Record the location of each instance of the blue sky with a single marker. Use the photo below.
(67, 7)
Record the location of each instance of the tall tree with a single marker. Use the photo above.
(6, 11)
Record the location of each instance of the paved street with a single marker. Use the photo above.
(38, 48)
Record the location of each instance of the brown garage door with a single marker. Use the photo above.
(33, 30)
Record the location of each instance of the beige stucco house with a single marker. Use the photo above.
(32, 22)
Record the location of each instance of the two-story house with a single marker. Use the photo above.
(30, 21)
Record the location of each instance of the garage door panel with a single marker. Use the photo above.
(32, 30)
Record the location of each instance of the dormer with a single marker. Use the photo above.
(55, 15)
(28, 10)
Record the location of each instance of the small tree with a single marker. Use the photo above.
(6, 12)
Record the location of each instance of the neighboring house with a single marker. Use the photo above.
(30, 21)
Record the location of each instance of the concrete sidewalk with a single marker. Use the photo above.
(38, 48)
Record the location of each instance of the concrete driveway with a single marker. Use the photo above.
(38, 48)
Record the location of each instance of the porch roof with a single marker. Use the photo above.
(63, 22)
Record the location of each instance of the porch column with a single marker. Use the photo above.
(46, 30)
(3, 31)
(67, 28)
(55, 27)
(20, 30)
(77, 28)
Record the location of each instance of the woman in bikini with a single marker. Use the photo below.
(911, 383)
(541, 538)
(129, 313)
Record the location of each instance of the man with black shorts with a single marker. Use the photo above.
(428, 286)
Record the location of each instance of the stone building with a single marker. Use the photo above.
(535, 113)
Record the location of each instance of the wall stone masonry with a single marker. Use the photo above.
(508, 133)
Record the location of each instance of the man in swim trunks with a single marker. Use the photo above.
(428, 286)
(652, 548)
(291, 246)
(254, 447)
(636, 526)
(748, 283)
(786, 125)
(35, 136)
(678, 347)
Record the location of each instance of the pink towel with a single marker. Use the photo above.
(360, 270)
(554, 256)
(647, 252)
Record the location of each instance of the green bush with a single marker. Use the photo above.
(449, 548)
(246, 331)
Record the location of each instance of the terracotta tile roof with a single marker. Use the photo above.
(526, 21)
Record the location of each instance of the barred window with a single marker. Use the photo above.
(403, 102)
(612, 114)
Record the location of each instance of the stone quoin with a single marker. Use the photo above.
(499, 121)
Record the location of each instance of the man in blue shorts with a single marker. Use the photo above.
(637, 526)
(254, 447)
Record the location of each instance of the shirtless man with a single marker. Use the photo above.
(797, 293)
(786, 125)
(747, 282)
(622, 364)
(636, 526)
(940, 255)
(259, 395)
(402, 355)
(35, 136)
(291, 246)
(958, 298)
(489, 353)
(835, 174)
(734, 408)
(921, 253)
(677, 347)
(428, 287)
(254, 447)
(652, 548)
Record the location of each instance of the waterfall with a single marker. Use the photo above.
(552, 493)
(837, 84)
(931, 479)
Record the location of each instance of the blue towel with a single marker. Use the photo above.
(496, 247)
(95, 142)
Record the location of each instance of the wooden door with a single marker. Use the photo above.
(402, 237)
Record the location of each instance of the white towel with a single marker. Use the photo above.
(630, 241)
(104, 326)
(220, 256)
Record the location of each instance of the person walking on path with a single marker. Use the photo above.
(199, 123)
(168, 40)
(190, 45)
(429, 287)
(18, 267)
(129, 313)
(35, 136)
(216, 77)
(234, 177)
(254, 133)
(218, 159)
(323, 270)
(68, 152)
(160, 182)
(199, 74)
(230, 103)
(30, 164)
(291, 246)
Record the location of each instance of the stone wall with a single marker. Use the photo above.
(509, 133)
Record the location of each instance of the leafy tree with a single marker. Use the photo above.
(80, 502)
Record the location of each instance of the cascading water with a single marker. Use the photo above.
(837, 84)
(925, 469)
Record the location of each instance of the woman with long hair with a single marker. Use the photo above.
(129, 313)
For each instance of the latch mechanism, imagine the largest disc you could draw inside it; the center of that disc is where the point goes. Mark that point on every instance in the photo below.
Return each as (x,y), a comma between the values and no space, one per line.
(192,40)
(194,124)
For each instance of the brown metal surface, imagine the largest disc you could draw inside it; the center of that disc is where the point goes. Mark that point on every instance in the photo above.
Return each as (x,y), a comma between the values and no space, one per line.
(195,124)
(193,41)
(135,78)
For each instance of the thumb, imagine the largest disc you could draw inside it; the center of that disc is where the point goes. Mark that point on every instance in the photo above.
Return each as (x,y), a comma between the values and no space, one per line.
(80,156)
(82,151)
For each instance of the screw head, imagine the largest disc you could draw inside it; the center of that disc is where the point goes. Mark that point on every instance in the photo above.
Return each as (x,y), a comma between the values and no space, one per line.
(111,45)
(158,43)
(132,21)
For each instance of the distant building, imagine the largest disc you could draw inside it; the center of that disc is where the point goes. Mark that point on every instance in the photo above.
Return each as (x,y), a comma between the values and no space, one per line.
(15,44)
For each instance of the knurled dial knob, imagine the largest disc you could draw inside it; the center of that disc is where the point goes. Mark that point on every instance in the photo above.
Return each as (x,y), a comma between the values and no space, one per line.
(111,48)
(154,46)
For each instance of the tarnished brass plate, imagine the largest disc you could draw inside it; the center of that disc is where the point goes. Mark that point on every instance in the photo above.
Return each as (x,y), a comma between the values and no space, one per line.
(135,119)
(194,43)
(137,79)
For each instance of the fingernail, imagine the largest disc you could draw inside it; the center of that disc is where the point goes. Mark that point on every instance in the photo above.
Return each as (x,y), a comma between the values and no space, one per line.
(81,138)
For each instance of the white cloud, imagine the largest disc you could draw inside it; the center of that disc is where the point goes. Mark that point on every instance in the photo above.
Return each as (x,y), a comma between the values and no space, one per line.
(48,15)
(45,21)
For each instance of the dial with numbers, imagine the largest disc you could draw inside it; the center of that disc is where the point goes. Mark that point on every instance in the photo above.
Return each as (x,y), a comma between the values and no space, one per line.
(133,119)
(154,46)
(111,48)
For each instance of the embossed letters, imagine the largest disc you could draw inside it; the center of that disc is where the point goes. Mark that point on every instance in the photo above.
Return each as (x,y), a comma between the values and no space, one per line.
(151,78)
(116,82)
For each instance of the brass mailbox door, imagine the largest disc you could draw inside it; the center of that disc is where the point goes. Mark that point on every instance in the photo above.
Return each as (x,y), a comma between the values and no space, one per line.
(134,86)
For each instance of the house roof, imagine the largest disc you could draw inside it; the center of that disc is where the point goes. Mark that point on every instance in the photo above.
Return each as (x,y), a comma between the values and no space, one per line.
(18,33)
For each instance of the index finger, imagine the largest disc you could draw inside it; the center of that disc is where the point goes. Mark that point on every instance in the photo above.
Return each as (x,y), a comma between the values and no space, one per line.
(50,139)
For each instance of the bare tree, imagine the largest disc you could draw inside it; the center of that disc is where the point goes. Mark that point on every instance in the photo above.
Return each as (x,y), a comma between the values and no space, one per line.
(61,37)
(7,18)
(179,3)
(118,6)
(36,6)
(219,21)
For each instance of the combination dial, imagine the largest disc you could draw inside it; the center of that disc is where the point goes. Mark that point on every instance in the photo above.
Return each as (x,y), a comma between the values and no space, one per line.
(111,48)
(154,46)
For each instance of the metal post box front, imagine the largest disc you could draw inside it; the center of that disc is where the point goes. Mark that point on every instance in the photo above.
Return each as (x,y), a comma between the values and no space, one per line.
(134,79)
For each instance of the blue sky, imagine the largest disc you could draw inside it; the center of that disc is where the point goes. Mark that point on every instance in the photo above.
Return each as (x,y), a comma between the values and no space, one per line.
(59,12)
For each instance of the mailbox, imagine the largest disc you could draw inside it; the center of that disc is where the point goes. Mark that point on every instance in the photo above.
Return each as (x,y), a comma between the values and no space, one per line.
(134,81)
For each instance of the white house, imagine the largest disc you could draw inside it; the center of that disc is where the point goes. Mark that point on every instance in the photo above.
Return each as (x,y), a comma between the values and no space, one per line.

- _Exercise goal_:
Each line above that contains the word "dial" must be copied.

- _Response to the exercise_:
For each instance of the knurled dial knob, imagine the largest disc you could draw inside it; the center of that disc is where the point goes. Mark that point on every instance in the photo above.
For each instance of the dial with numbers, imagine the largest disc you could draw inside it; the center of that disc is where the point goes. Mark that point on every instance in the photo above.
For each instance of the combination dial, imagine the largest disc you could draw inside it; the center of that disc is where the point goes. Mark that point on every instance in the photo above.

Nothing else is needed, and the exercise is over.